▸ **GOAL**
Report each line of the records that contains the string "head", matching letter case exactly.

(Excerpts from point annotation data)

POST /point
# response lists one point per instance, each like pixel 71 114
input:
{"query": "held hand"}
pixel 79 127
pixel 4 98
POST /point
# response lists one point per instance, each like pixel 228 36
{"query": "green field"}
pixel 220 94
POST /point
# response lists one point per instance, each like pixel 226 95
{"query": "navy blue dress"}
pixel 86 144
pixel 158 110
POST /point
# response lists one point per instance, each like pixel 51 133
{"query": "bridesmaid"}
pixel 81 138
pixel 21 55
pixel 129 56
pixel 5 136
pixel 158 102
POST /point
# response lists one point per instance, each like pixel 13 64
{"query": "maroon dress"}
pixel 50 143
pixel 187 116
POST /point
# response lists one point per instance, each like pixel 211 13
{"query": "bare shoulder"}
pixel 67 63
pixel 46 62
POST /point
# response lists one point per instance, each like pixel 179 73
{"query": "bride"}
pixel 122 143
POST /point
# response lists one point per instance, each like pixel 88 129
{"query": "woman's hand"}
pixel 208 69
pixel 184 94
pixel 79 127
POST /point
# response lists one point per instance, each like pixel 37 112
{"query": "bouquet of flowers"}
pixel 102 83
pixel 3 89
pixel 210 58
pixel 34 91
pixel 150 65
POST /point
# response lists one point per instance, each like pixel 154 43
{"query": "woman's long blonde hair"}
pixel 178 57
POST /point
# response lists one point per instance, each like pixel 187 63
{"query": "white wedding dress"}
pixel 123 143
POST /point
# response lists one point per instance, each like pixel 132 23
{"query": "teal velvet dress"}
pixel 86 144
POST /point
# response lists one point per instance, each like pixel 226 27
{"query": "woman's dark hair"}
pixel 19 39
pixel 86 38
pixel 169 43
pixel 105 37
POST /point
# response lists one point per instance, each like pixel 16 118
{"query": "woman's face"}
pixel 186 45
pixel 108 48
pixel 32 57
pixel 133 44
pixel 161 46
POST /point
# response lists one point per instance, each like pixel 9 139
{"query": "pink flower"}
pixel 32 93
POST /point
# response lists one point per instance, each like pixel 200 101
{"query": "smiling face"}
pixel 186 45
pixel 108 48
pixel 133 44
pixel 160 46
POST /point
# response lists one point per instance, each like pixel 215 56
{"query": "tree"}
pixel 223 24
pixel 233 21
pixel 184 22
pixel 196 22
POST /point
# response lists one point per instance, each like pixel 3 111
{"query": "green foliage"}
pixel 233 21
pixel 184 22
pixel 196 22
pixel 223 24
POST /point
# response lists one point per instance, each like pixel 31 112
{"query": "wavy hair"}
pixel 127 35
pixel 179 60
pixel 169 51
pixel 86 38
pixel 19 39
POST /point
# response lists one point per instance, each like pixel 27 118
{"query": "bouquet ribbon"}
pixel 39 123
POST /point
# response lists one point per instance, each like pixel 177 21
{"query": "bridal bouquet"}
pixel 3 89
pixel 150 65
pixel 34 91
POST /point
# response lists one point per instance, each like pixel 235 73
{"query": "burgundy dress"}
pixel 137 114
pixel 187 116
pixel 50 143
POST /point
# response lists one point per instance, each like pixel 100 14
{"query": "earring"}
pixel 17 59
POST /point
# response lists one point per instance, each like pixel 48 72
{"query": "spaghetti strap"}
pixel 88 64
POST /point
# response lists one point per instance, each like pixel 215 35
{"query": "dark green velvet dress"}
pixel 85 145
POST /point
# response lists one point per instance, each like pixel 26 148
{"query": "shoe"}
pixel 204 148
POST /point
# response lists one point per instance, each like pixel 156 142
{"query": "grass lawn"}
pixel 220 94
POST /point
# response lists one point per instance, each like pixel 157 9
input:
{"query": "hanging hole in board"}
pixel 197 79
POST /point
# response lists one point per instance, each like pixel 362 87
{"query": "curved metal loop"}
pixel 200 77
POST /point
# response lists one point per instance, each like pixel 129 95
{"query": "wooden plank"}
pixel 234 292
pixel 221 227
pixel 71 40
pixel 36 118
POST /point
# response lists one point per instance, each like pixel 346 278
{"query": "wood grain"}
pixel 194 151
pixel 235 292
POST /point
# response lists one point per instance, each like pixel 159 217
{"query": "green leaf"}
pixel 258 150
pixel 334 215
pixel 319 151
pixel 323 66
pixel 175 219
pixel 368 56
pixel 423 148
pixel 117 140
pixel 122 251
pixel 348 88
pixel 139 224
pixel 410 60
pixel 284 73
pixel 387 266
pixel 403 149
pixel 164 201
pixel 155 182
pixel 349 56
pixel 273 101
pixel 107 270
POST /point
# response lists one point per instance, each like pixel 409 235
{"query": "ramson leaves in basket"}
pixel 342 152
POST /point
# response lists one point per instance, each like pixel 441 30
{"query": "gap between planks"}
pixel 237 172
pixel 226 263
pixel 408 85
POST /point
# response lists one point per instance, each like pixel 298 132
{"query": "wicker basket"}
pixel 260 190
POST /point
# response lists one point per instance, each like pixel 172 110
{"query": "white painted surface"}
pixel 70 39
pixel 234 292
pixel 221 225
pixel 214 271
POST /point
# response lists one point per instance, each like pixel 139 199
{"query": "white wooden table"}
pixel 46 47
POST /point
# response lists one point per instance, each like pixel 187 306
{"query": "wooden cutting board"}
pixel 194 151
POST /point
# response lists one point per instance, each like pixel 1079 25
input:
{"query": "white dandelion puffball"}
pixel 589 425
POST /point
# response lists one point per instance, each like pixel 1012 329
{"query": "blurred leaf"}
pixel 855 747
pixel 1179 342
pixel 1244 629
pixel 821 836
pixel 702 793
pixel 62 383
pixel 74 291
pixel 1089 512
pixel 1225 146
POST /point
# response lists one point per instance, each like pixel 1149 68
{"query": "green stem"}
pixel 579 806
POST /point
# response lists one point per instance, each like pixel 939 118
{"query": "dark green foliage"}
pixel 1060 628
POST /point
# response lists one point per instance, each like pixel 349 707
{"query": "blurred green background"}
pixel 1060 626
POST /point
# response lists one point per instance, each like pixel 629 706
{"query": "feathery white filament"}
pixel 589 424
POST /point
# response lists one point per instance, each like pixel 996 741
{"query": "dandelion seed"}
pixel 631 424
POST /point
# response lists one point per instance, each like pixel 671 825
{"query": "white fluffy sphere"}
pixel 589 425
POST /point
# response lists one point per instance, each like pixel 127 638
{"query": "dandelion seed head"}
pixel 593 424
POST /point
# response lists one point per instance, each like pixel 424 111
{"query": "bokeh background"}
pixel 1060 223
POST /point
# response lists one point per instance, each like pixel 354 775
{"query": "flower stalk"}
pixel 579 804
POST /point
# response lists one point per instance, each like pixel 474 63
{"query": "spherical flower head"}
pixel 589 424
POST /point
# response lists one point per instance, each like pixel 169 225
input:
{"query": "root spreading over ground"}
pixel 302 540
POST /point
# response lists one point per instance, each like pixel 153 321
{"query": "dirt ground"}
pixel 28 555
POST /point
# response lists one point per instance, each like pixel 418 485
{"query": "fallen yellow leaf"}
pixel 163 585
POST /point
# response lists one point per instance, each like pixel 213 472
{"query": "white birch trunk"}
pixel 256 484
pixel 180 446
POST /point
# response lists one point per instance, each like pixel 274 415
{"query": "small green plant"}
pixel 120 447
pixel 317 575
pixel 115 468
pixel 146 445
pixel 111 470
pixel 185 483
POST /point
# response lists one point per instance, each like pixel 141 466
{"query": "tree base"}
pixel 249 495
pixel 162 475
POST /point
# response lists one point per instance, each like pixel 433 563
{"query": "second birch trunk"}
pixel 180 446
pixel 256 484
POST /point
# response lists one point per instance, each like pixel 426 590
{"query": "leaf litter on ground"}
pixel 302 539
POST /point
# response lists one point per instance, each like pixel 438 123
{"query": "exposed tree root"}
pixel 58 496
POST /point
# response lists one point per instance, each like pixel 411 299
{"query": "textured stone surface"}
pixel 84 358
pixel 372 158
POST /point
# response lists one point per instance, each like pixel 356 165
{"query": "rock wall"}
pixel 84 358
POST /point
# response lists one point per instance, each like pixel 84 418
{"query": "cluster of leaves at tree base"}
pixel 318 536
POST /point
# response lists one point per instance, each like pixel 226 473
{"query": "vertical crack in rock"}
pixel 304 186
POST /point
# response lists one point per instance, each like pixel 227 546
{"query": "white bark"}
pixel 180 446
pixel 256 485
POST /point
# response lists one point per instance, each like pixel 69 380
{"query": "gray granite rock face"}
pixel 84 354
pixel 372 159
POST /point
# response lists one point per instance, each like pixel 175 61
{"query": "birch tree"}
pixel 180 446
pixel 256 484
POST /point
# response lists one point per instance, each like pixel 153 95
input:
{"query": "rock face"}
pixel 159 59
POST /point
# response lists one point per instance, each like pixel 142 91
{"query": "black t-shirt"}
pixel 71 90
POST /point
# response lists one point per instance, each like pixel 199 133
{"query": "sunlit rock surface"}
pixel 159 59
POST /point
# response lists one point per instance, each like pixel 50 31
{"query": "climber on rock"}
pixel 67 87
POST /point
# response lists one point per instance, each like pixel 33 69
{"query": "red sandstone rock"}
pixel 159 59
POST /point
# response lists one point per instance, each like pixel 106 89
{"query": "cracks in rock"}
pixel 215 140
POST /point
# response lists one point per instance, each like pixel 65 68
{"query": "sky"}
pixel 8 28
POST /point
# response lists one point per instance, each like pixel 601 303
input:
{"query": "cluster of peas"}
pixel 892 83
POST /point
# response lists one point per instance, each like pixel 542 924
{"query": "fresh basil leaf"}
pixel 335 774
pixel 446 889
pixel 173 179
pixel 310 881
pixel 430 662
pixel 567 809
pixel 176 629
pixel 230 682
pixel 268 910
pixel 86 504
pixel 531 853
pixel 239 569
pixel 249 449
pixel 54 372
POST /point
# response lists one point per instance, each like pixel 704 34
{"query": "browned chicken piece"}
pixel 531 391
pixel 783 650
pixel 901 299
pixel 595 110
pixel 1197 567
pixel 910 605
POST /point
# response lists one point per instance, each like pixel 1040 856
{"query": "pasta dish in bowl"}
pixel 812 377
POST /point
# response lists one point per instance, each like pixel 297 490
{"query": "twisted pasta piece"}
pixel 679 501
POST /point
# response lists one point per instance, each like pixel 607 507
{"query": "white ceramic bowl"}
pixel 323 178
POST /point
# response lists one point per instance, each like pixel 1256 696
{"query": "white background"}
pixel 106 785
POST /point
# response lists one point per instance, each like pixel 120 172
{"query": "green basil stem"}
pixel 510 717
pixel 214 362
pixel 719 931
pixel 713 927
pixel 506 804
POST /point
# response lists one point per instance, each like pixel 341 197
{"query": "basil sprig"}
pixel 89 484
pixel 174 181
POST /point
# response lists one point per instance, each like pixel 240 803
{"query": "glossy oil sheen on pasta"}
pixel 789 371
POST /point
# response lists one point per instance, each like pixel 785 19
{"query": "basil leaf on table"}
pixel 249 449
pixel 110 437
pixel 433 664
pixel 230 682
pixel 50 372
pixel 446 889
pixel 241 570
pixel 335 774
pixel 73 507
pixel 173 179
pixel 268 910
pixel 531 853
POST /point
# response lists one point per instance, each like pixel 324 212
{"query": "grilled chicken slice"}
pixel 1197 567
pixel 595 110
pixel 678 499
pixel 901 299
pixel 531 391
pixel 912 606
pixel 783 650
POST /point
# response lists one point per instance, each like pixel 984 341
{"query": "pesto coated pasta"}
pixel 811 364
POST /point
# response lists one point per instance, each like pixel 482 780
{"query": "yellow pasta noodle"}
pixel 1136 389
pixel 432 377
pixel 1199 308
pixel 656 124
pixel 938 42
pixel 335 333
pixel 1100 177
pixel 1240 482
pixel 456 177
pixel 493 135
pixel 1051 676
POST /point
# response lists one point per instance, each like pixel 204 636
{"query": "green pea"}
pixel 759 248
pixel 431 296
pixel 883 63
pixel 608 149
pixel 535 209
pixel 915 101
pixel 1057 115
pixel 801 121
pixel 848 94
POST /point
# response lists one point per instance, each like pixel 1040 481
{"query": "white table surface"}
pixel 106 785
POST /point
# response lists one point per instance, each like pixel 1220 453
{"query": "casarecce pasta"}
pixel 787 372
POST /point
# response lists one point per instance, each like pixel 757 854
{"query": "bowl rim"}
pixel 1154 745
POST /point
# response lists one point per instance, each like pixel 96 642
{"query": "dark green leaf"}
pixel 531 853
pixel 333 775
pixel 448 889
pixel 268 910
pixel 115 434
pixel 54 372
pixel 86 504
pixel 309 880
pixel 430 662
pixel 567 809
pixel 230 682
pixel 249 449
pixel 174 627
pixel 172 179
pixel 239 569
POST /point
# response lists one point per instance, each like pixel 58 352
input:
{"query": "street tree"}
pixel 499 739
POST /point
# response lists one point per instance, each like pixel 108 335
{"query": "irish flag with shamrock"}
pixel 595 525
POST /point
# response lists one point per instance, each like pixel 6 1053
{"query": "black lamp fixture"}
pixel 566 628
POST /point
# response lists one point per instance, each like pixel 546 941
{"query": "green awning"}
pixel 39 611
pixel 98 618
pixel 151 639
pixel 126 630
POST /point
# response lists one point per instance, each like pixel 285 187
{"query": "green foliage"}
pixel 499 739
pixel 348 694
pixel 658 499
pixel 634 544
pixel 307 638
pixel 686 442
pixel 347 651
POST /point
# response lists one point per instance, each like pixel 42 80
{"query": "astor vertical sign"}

▸ **SOLUTION BELOW**
{"query": "dandelion seed head"}
{"query": "spherical flower head"}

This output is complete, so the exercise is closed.